Records to use |

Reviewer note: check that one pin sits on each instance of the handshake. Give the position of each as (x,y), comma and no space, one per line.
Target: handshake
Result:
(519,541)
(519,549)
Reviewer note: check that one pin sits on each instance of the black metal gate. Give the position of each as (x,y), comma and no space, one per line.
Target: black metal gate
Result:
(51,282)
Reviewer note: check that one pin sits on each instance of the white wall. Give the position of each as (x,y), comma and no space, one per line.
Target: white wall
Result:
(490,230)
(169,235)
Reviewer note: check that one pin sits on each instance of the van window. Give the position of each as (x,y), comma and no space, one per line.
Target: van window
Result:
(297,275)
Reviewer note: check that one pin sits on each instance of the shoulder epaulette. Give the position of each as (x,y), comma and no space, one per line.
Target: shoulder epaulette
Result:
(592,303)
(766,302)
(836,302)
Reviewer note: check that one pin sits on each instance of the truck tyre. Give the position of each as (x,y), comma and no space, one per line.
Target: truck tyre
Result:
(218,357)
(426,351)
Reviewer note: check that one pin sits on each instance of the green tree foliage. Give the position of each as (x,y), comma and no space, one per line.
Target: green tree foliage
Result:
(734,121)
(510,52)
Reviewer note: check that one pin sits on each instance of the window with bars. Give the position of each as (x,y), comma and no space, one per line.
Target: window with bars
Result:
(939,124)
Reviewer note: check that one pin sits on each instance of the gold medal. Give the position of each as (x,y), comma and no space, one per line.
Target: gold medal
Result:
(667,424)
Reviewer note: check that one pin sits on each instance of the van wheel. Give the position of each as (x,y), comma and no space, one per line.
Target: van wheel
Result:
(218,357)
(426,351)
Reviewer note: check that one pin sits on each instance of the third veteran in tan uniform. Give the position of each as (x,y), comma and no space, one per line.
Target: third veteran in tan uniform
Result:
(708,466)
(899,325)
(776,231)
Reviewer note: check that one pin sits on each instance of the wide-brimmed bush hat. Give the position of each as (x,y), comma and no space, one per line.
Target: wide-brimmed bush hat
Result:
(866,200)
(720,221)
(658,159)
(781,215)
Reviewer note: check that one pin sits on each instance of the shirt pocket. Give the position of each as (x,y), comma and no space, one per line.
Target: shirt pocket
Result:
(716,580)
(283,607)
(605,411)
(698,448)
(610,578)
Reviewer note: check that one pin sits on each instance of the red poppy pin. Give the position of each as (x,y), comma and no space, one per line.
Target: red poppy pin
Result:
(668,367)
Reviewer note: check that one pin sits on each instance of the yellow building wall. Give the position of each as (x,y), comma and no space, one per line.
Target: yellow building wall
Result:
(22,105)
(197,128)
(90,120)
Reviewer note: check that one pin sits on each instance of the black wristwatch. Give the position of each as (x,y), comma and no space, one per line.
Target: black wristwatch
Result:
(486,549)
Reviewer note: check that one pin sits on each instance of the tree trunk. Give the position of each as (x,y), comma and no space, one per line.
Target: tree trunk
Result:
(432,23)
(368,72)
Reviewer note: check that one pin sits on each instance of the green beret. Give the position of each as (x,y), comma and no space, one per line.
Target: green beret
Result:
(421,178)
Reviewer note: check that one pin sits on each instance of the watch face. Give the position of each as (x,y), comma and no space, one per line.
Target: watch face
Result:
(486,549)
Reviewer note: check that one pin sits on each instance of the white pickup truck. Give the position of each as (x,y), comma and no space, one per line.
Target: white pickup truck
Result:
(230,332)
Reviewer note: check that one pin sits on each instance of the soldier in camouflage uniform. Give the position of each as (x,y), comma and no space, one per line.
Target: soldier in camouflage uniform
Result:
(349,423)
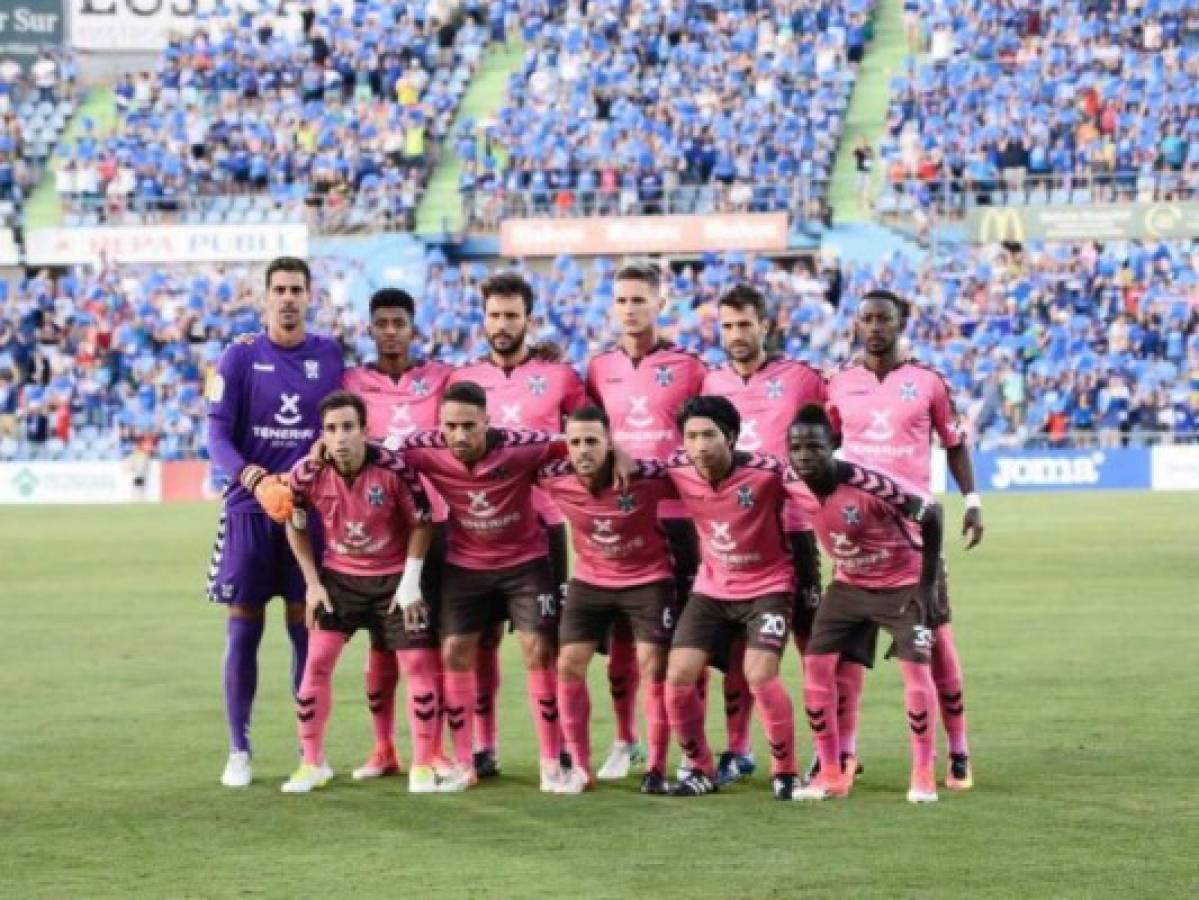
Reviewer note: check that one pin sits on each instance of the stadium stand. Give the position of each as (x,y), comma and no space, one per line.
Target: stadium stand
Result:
(1044,103)
(1067,342)
(36,103)
(645,108)
(331,114)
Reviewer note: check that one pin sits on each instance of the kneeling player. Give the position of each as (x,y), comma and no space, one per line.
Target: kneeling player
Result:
(372,508)
(622,567)
(883,575)
(743,586)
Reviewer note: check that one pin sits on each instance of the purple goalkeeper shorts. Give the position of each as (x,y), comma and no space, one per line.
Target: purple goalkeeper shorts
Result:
(252,562)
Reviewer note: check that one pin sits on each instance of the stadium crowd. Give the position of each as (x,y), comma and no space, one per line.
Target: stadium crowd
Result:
(646,107)
(1061,342)
(335,109)
(1071,102)
(36,101)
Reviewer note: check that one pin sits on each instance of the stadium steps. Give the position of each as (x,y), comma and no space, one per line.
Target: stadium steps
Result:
(869,243)
(43,209)
(868,109)
(440,210)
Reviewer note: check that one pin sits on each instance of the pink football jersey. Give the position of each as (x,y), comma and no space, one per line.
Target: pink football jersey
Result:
(366,519)
(767,402)
(742,549)
(398,406)
(866,525)
(492,521)
(616,537)
(536,394)
(643,398)
(889,423)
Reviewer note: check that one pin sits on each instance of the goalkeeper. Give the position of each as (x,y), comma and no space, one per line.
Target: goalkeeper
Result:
(263,418)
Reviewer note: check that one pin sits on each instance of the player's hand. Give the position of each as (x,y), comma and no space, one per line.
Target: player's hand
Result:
(622,469)
(315,598)
(276,499)
(416,617)
(547,351)
(971,527)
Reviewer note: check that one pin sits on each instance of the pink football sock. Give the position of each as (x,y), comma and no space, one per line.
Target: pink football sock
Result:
(737,701)
(422,670)
(820,706)
(778,720)
(686,714)
(381,677)
(542,687)
(459,690)
(657,726)
(917,698)
(574,704)
(487,670)
(314,699)
(850,680)
(624,677)
(947,678)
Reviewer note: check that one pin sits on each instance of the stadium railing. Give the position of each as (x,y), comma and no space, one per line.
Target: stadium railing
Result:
(803,198)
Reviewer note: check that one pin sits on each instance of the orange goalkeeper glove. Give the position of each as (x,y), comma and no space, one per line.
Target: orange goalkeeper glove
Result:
(275,496)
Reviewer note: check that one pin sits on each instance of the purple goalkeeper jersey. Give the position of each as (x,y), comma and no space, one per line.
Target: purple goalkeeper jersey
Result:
(263,406)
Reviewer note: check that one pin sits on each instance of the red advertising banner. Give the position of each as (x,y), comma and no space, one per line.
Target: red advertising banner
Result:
(644,234)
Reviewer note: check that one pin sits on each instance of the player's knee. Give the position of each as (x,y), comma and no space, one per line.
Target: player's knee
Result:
(254,614)
(458,653)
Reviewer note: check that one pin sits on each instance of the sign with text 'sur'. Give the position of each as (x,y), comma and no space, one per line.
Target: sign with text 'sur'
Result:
(29,26)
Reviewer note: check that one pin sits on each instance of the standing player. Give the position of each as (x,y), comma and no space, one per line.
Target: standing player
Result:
(642,384)
(887,408)
(743,586)
(261,420)
(374,515)
(881,577)
(401,394)
(767,392)
(523,391)
(621,568)
(496,565)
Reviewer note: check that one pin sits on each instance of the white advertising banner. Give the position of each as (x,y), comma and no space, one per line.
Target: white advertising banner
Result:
(127,24)
(80,483)
(1175,467)
(174,243)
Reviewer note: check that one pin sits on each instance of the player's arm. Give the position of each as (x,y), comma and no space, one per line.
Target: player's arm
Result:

What this task involves | Provide the number of lines above that include the string "wheel", with no other words.

Solved exercise | 2